### INSTRUCTIONS FOR THE TASK
Repeat, line for line, the entries printed below.

:: INPUT DATA

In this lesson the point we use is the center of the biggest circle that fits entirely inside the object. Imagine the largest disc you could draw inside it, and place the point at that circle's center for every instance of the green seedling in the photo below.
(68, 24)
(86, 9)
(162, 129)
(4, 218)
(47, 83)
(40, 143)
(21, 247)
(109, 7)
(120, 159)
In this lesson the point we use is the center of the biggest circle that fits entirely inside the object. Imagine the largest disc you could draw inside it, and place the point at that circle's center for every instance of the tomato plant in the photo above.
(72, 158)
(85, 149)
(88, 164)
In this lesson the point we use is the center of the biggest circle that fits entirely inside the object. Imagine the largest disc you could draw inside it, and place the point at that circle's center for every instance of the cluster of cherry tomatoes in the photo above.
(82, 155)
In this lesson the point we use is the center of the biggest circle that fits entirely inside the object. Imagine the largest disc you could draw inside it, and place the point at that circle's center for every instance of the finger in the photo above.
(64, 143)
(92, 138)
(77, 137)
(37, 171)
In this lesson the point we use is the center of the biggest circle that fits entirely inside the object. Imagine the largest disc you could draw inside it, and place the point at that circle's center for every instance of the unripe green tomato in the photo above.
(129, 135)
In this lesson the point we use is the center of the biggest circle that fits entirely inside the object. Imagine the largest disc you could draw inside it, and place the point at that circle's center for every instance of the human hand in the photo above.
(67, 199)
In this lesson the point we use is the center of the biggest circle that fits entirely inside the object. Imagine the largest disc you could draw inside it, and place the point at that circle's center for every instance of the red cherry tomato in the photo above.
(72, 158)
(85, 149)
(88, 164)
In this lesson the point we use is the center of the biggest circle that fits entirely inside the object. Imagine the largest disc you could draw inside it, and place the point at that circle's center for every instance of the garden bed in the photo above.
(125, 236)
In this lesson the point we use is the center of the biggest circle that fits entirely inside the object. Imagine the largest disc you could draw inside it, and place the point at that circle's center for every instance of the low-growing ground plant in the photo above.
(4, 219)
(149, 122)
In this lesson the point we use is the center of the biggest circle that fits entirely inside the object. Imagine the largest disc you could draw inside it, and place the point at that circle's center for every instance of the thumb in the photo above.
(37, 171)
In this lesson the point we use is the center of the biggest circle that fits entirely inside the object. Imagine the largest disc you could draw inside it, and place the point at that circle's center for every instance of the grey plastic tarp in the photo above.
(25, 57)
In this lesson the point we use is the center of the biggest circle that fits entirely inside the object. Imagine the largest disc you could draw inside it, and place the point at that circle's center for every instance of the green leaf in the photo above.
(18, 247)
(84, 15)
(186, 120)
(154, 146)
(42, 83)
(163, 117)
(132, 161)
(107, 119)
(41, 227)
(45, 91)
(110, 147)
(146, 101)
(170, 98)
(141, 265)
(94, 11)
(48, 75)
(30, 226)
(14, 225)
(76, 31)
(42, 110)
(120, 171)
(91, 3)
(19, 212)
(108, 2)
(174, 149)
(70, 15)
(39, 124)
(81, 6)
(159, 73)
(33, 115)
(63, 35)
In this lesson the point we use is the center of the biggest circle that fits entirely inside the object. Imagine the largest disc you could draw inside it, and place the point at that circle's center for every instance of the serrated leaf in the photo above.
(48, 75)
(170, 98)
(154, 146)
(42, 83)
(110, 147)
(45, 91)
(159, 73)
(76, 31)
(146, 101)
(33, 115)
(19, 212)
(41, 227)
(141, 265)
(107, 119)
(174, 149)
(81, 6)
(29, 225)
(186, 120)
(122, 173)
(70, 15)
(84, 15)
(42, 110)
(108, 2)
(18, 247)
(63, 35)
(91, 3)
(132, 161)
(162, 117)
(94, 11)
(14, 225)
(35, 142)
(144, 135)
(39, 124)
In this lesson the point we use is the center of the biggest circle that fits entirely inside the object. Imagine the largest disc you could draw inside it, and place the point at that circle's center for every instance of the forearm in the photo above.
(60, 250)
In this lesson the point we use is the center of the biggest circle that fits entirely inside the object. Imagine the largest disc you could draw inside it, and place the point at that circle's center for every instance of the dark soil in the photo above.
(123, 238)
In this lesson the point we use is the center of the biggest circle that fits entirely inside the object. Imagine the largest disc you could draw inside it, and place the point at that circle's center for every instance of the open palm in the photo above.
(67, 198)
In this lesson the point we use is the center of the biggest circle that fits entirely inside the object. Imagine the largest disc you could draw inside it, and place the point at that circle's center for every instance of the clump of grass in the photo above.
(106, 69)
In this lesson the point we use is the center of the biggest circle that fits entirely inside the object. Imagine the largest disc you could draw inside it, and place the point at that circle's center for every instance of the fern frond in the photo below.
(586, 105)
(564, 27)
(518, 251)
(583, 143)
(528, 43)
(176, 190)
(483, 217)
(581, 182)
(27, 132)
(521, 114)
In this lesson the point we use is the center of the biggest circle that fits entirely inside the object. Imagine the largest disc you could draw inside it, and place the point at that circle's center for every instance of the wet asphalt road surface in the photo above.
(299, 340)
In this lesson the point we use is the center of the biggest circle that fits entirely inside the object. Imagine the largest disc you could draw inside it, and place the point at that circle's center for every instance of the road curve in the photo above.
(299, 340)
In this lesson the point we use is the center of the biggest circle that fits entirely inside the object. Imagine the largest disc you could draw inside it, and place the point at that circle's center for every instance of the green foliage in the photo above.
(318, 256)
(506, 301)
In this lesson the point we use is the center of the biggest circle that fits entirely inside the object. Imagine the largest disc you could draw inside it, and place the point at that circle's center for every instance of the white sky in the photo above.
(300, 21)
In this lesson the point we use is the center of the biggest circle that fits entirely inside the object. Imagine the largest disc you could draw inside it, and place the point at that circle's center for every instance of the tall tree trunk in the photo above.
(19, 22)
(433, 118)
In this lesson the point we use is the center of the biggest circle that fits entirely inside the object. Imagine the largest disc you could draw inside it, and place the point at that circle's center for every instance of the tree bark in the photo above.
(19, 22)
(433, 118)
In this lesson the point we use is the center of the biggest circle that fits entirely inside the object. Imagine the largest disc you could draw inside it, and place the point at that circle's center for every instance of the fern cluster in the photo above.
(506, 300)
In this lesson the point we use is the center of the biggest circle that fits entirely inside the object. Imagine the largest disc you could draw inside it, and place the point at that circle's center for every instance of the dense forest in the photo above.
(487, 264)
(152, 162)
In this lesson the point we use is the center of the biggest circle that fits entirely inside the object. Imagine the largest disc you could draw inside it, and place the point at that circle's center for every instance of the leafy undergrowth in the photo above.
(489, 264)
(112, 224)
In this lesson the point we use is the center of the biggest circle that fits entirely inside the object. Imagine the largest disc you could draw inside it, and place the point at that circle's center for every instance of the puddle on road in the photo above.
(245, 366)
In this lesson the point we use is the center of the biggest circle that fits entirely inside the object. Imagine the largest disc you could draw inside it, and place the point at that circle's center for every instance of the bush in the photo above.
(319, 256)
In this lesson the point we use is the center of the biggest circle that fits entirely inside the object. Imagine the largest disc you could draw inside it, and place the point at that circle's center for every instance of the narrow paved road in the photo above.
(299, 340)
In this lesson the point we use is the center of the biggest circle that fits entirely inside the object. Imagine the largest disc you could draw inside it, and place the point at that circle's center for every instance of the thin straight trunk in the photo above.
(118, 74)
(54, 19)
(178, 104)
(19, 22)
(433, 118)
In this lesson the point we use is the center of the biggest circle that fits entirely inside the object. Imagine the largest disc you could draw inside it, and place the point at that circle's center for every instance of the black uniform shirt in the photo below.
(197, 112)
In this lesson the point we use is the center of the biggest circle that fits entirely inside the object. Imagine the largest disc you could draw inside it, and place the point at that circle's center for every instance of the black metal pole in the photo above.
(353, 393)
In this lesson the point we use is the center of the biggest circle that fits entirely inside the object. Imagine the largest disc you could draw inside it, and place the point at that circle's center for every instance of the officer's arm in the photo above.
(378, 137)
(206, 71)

::::

### THE COMPLETED TASK
In this lesson the point we use is the center of the biggest circle that fits entirely inside the object. Imagine the largest disc you could draw inside it, and place the point at that circle's center for every instance of the green seedling in the photo below.
(68, 24)
(86, 9)
(162, 129)
(4, 218)
(47, 83)
(40, 143)
(21, 247)
(109, 7)
(120, 159)
In this lesson the point we use is the center of the biggest circle that fits entirely inside the object. Imagine the largest disc you could draw inside it, and place the point at that circle's center for every instance of the tomato plant in the photo above.
(72, 158)
(85, 149)
(88, 164)
In this lesson the point we use is the center of the biggest circle that fits entirely inside the object. Imagine the largest disc you could draw inside it, and place the point at that circle's center for every instance of the cluster of cherry tomatoes in the photo above.
(82, 155)
In this lesson the point we use is the center of the biggest circle that fits entirely inside the object. Imagine the largest disc you could draw inside it, and place the point at that circle's center for every instance of the finger in the photo above.
(64, 143)
(92, 138)
(77, 137)
(37, 171)
In this lesson the point we use is the center of the biggest circle that fits entirely inside the object. Imagine the largest disc you could draw inside it, and place the point at that circle's center for every instance of the unripe green tomato in the photo above.
(129, 135)
In this lesson the point we use is the center of the biggest circle that fits entirely inside the object. Imagine the largest disc you could draw inside it, and place the point at that circle's center for every instance of the human hand in the photo above.
(67, 199)
In this lesson the point we use is the center of the biggest circle that fits entirely inside the object. Imagine the largest disc you could draw inside it, and place the point at that circle's center for every instance of the red cherry tomato in the photo above.
(72, 158)
(85, 149)
(88, 164)
In this lesson the point we use is the center of the biggest circle that fits entirely inside the object. Imagine the largest disc you could draw inside it, and place the point at that circle's center for every instance of the garden bed in the photo above.
(125, 236)
In this lesson the point we use is the center of the biggest circle that fits entirely inside the object. Imagine the largest disc you could draw inside it, and place the point at that circle's center for every instance of the low-growing ground plant in the photo above.
(4, 219)
(149, 122)
In this lesson the point we use is the center of the biggest circle that fits entirely inside the object. Imagine the largest disc you could draw inside it, and place the point at that circle's center for every instance of the thumb in the photo above.
(37, 171)
In this lesson the point we use is the center of the biggest circle that fits entirely inside the object. Imagine the largest disc you could draw inside it, and place the point at that circle's center for every instance of the grey plastic tarp in the photo above.
(25, 57)
In this lesson the point we use is the center of the biggest circle that fits entirely inside the object. Imagine the largest disc you could draw inside it, and place the point at that circle's center for every instance of the green leaf in the photo above.
(18, 247)
(84, 15)
(186, 120)
(154, 146)
(42, 83)
(163, 117)
(132, 161)
(107, 119)
(41, 227)
(45, 91)
(110, 147)
(146, 101)
(170, 98)
(141, 265)
(94, 11)
(48, 75)
(30, 226)
(14, 225)
(76, 31)
(42, 110)
(120, 171)
(91, 3)
(19, 212)
(108, 2)
(174, 149)
(70, 15)
(39, 124)
(81, 6)
(159, 73)
(33, 115)
(63, 35)
In this lesson the point we use is the center of the biggest circle that fits entirely inside the object. Imagine the largest disc you could draw inside it, and place the point at that circle's center for every instance of the serrated leaf in the photo above.
(48, 75)
(170, 98)
(154, 146)
(42, 83)
(110, 147)
(45, 91)
(159, 73)
(76, 31)
(146, 101)
(33, 115)
(19, 212)
(41, 227)
(141, 265)
(107, 119)
(174, 149)
(81, 6)
(29, 225)
(186, 120)
(122, 173)
(70, 15)
(84, 15)
(42, 110)
(108, 2)
(18, 247)
(63, 35)
(91, 3)
(132, 161)
(162, 117)
(94, 11)
(14, 225)
(35, 142)
(144, 135)
(39, 124)
In this lesson the point we use is the center of the biggest circle that fits entirely inside the object. Imagine the largest disc you could draw inside it, and place the point at that circle's center for every instance of the forearm in the photo above.
(60, 250)
In this lesson the point we use is the center of the biggest circle that fits entirely inside the object. Imagine the largest disc you could draw inside it, and place the point at that circle's center for every instance of the dark soil in the photo above.
(123, 238)
In this lesson the point we use is the center of the biggest circle that fits entirely inside the object. Imagine the largest disc you could draw inside it, and place the point at that circle's center for every instance of the open palm in the photo above.
(67, 198)
In this lesson the point we use is the center of the biggest circle that fits entirely inside the object. Imagine the largest disc you could draw inside it, and place the point at that circle's center for every instance of the clump of grass in the photo above.
(106, 69)
In this lesson the point we use is the center of the biggest circle that fits entirely inside the object. Imagine the largest disc you could draw inside it, and place the point at that circle's center for every instance of the fern frond in the photo below.
(586, 105)
(564, 27)
(518, 251)
(583, 143)
(528, 43)
(176, 190)
(483, 217)
(581, 182)
(27, 132)
(521, 114)
In this lesson the point we use is the center of the biggest circle that fits entirely inside the object. Imagine the largest disc you could draw inside it, and place the point at that circle's center for every instance of the wet asphalt road surface in the photo above.
(299, 340)
In this lesson the point we use is the center of the biggest circle that fits entirely inside the object. Imagine the largest disc you could draw inside it, and place the point at that circle's center for every instance of the road curve in the photo above.
(299, 340)
In this lesson the point we use is the center of the biggest circle that fits entirely inside the object. Imagine the largest disc you could draw inside it, and place the point at that circle's center for every instance of the green foliage in the photo above.
(318, 256)
(506, 301)
In this lesson the point we use is the center of the biggest circle that fits entirely inside the object. Imagine the largest disc you could draw inside it, and place the point at that circle's center for every instance of the white sky in the photo above.
(300, 21)
In this lesson the point we use is the center of the biggest circle that fits entirely inside the object. Imagine the largest disc you could draw inside it, and place the point at that circle's center for every instance of the tall tree trunk in the photo above.
(19, 22)
(433, 118)
In this lesson the point we use is the center of the biggest circle that fits entirely inside the object. Imagine the largest disc you could draw inside it, and place the point at that circle's center for every instance of the tree bark in the photo above.
(19, 22)
(433, 118)
In this lesson the point we use is the center of the biggest circle that fits entirely inside the object. Imagine the largest disc you could draw inside it, and place the point at that circle's center for every instance of the fern cluster in the photo above.
(506, 300)
In this lesson the point we use is the center of the biggest circle that fits entirely inside the object. Imagine the largest disc you could draw inside it, and place the point at that circle's center for every instance of the dense forest in the photo above.
(487, 264)
(152, 162)
In this lesson the point we use is the center of the biggest circle that fits entirely inside the object. Imagine the largest disc you could draw inside it, and place the point at that circle's center for every instance of the leafy undergrowth in the photo above.
(489, 264)
(112, 224)
In this lesson the point we use is the center of the biggest circle that fits entirely inside the object. Imagine the largest disc you could draw inside it, and place the point at that circle's center for every instance of the puddle on road in the photo above.
(245, 366)
In this lesson the point we use is the center of the biggest circle that fits entirely inside the object. Imagine the largest disc you could draw inside it, and place the point at that circle's center for every instance of the bush in the photo above.
(319, 256)
In this lesson the point we use is the center of the biggest circle that fits entirely inside the object. Imagine the largest disc you could draw inside it, and place the point at that circle's center for every instance of the narrow paved road in the photo above.
(299, 340)
In this lesson the point we use is the center of the biggest circle that fits entirely inside the object. Imagine the largest disc you could draw inside it, and place the point at that circle's center for every instance of the thin straight trunk in the photo above.
(118, 74)
(54, 19)
(178, 104)
(19, 22)
(433, 118)
In this lesson the point we use is the center of the biggest circle that fits entirely inside the object. Imagine the largest disc you could draw inside it, and place the point at that circle's center for every instance of the black uniform shirt in the photo below.
(197, 112)
In this lesson the point we use is the center of the biggest circle that fits entirely inside the object. Imagine the largest disc you could draw inside it, and place the point at that circle's center for every instance of the black metal pole in the photo above.
(353, 393)
In this lesson the point we use is the center of the biggest circle that fits entirely inside the object. Imagine the largest disc you could draw inside it, and place the point at that circle's center for every instance of the officer's arm in the photo above.
(378, 137)
(206, 71)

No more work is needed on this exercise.